## Requirement 1
Count the lines in the rows below that contain the word "standing". Reply with the number only.

## Source excerpt
_ _ _

Re: Can state stores function as a caching layer for persistent storage

Matthias J. Sax Tue, 16 May 2017 15:26:50 -0700

Just to add to this:

Streams create re-partitioning topics "lazy", meaning when the key is
(potentially) changes, we only set a flag but don't add the
re-partitioning topic. On groupByKey() or join() we check is this
"re-partitioning required flag" is set in add the topic.


Thus, if you have a

stream.map().map().selectKey().groupBy()

we only re-partition on groupBy, but not after the first two map() steps.


-Matthias

On 5/16/17 8:18 AM, Eno Thereska wrote:
> (it's preferred to create another email thread for a different topic to make 
> it easier to look back)

_ _ _

## Input

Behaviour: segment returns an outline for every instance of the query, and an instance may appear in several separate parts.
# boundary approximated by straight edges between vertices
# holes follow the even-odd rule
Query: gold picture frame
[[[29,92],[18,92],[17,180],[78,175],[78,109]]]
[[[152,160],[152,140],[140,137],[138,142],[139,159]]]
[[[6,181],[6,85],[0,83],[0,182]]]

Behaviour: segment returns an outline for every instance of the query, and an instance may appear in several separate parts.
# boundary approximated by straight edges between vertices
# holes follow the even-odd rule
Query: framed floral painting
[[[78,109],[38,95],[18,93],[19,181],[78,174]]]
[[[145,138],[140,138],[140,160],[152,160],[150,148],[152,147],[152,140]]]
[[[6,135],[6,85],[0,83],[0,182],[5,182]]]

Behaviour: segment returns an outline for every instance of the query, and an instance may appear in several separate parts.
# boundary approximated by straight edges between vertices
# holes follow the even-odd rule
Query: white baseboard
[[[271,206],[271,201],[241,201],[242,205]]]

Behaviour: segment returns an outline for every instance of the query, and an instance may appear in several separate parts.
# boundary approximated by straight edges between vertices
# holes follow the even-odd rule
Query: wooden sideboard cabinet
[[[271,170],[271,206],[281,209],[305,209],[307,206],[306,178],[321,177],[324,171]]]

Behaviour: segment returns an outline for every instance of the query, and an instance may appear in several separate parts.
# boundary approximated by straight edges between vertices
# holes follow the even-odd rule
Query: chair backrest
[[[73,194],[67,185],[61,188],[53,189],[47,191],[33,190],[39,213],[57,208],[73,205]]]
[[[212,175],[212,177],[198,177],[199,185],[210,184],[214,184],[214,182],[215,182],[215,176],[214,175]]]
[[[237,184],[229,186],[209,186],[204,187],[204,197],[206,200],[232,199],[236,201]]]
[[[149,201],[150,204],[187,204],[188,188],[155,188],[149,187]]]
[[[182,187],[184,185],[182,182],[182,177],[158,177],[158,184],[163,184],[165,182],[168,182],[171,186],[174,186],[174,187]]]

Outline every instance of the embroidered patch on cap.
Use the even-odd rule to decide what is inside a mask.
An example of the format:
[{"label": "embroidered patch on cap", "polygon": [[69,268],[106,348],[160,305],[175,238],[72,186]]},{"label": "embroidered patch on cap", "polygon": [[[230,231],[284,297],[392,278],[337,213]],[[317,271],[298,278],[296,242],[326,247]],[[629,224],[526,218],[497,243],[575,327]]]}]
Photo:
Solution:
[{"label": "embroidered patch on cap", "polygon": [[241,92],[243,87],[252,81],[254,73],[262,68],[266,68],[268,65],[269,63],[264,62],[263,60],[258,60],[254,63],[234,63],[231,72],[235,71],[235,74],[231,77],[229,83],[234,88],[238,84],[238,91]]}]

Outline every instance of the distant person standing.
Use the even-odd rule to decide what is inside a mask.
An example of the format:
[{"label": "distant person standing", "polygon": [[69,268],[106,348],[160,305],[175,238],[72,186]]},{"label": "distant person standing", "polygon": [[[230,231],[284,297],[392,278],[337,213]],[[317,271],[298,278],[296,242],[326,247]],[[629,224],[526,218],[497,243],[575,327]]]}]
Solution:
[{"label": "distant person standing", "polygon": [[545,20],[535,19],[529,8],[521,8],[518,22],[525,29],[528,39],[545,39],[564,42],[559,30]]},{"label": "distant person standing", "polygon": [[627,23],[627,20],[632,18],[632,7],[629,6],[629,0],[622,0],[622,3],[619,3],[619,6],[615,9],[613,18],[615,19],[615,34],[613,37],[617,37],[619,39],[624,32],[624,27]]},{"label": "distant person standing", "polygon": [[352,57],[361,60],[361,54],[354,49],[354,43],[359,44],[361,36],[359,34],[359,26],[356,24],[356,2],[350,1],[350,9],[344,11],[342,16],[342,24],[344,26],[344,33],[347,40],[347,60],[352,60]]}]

_ _ _

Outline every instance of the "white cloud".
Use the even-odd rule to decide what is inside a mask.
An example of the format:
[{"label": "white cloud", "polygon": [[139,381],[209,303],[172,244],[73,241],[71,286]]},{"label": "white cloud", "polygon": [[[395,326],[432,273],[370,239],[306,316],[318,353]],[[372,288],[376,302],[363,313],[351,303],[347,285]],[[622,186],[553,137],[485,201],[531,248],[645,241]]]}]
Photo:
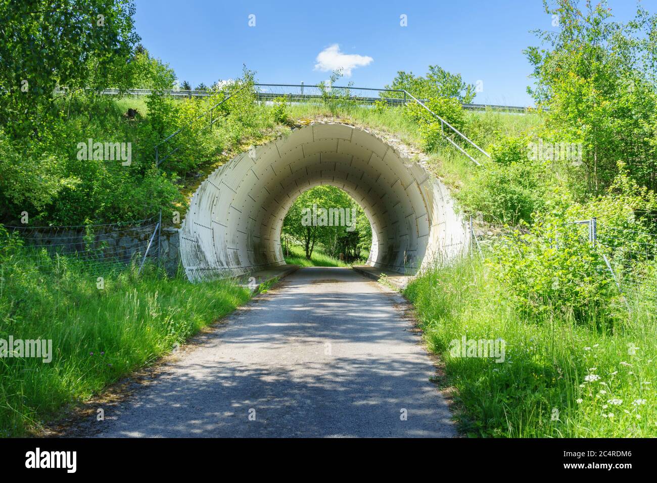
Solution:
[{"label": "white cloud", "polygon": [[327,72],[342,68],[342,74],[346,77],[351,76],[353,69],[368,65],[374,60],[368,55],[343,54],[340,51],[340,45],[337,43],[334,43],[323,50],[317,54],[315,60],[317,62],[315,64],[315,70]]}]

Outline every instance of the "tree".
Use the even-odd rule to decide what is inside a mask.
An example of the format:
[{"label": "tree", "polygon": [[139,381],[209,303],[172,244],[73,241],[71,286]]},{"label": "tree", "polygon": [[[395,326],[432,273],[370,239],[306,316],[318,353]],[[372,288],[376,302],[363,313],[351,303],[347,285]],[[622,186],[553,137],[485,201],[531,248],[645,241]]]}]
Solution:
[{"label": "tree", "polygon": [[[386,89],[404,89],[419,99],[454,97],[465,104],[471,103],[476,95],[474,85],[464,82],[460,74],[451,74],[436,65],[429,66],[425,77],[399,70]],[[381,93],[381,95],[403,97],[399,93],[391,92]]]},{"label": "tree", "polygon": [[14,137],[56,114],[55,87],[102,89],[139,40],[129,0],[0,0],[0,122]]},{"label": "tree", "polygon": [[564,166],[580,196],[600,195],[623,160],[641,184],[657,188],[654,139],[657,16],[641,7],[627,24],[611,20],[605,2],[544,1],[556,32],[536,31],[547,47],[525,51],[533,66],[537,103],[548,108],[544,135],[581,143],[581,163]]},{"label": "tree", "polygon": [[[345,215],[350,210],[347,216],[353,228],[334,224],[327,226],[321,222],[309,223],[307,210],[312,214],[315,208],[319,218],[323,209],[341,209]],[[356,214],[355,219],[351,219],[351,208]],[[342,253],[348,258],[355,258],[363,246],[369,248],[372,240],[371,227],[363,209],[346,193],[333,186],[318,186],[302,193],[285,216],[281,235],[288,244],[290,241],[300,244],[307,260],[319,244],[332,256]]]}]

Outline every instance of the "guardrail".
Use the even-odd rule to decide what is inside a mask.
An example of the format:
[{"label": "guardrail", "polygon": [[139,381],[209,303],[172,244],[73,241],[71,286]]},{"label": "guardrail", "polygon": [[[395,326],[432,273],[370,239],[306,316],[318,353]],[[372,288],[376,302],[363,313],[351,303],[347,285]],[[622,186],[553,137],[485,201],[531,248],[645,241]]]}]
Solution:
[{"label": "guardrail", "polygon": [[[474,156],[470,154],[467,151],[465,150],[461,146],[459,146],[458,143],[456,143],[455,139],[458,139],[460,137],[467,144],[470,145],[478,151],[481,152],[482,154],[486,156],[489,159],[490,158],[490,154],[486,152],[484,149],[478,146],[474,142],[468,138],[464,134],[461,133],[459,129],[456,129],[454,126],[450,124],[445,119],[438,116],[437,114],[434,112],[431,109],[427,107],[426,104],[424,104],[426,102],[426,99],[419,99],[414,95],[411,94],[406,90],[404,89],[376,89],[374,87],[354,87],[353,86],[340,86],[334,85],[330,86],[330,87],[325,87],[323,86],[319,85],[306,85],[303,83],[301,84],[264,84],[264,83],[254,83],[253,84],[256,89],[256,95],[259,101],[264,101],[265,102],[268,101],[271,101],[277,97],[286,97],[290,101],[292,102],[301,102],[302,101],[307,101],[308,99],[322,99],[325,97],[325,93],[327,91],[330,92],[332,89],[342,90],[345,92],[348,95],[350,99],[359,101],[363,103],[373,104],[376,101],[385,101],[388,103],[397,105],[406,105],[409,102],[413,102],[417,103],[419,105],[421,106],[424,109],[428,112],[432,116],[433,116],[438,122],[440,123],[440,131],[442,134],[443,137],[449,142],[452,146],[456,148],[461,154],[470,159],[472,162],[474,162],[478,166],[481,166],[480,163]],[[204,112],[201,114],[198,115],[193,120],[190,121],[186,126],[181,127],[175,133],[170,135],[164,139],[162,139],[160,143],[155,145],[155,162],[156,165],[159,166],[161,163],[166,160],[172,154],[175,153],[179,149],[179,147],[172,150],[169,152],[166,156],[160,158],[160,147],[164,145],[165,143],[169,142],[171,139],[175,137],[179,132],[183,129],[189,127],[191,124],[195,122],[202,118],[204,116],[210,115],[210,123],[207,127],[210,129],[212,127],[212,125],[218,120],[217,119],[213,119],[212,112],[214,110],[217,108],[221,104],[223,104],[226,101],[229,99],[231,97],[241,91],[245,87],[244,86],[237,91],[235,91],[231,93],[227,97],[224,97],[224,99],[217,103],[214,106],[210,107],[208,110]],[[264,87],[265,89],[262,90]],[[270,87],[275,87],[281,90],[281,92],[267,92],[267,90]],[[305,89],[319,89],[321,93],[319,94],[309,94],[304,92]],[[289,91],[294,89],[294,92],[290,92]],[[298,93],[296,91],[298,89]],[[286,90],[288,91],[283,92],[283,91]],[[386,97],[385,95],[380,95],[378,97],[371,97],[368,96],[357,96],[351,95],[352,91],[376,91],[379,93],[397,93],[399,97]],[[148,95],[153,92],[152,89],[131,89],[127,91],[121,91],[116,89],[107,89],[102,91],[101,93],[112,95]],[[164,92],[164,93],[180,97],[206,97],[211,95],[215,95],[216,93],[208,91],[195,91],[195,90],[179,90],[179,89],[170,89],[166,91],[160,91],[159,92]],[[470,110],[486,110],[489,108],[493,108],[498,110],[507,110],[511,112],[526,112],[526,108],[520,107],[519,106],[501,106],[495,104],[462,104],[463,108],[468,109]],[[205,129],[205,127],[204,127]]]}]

_ _ _

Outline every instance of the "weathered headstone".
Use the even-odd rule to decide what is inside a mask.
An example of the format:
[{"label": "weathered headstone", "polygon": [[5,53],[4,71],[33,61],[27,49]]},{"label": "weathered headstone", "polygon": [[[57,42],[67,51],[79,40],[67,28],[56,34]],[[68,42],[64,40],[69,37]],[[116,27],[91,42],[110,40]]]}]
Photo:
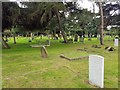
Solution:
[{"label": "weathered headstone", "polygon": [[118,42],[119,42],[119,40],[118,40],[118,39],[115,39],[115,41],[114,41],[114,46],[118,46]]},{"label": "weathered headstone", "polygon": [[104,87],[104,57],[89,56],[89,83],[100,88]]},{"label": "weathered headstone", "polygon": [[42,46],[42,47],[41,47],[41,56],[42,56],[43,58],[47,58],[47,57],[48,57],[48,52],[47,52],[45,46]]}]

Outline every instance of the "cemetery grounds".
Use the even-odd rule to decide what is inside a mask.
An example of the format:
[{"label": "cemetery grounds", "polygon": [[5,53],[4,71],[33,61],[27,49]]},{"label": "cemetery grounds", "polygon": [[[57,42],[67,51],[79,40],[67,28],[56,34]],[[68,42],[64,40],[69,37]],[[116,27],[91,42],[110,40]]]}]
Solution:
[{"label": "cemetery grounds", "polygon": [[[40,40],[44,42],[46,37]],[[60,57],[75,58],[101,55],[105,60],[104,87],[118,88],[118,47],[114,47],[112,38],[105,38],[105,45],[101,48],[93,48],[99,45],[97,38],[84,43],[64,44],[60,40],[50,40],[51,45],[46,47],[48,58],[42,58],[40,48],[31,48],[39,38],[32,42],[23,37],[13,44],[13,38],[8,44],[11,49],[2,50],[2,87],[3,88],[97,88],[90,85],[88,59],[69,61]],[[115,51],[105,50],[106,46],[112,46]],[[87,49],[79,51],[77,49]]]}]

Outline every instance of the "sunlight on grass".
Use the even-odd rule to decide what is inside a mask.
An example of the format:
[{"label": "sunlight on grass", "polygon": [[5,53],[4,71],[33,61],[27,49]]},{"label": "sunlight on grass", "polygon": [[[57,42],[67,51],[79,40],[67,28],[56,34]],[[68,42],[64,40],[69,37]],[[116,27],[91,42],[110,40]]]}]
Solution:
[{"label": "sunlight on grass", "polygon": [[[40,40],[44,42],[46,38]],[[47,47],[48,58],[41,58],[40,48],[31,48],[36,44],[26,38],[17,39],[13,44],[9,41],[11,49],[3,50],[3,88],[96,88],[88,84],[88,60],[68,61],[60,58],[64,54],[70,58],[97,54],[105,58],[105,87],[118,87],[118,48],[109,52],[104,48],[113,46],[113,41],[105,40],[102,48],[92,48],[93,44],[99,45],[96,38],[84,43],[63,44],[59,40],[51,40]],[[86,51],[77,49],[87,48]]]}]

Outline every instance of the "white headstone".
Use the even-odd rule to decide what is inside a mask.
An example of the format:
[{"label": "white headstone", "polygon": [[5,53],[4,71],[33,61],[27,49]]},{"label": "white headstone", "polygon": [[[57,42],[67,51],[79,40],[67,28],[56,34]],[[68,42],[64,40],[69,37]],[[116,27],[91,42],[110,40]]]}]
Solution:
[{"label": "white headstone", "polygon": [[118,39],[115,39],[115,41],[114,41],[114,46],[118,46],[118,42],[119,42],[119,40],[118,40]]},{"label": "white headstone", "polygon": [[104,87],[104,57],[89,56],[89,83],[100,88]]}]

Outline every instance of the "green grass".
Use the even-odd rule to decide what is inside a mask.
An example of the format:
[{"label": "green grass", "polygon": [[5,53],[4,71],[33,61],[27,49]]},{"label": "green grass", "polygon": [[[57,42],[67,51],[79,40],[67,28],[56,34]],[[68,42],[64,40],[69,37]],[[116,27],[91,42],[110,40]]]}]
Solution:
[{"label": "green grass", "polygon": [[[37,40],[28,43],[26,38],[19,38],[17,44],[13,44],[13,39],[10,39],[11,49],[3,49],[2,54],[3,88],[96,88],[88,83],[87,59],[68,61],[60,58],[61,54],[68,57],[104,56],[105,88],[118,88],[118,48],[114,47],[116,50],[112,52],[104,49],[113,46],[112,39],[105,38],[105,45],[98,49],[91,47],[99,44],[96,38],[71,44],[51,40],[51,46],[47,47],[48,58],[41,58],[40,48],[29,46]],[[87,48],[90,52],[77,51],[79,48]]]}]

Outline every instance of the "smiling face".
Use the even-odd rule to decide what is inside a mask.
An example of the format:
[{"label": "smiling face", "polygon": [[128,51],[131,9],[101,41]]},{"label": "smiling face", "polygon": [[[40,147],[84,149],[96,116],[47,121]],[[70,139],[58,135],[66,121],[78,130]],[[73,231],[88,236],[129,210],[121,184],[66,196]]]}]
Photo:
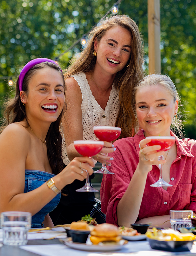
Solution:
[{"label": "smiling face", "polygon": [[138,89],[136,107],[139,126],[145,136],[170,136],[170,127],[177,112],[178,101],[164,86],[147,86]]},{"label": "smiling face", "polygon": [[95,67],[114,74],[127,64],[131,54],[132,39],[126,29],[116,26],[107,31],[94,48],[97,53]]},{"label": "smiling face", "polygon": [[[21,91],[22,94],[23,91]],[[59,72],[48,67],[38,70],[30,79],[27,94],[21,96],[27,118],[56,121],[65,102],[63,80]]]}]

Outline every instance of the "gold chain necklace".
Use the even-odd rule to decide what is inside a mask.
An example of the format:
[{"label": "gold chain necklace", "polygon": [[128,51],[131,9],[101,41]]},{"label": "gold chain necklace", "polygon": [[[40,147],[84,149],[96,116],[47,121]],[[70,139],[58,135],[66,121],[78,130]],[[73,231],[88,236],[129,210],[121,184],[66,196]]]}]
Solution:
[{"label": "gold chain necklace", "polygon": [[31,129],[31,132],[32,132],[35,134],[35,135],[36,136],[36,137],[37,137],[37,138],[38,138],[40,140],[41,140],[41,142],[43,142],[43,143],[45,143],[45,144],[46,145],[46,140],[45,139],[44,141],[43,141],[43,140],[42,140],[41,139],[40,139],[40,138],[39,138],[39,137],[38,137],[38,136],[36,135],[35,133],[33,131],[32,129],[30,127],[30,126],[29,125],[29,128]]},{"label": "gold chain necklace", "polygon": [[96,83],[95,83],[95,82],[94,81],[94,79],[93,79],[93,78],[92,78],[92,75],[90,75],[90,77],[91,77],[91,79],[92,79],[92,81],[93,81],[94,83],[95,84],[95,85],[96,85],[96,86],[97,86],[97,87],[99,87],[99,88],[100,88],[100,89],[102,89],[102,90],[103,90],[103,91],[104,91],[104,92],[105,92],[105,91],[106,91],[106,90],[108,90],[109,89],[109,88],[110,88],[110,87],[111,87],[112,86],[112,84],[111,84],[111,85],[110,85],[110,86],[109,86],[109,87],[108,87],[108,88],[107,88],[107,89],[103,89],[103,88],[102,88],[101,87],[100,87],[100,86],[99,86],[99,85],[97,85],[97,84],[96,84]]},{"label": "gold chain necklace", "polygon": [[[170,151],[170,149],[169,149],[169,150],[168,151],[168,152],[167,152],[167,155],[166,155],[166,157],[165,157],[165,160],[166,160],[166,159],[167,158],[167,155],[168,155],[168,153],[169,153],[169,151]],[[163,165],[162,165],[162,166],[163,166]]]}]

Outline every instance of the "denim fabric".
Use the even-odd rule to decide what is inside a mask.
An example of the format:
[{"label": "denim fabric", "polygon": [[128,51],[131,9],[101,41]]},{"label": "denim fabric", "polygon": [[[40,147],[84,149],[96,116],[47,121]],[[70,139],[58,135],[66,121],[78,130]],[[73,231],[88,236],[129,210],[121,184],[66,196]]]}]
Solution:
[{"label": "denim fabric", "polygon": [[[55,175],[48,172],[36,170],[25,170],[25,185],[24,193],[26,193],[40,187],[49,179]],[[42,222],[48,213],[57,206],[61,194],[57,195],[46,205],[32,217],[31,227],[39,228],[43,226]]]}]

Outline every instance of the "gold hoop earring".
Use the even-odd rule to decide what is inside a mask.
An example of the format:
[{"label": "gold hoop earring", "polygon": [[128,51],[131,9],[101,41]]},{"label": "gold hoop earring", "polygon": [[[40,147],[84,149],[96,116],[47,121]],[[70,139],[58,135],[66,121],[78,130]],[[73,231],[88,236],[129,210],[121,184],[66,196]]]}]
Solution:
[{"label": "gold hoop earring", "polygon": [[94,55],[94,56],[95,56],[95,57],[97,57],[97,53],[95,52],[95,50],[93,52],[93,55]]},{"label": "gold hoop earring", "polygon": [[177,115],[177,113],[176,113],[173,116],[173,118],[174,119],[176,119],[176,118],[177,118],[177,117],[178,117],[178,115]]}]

_ _ _

## Requirement 2
Quote the mailing-list reply above, from "Just to add" to "two map() steps.", inclusive.

## Task answer 1
3

## Task answer 2
Just to add to this:

Streams create re-partitioning topics "lazy", meaning when the key is
(potentially) changes, we only set a flag but don't add the
re-partitioning topic. On groupByKey() or join() we check is this
"re-partitioning required flag" is set in add the topic.


Thus, if you have a

stream.map().map().selectKey().groupBy()

we only re-partition on groupBy, but not after the first two map() steps.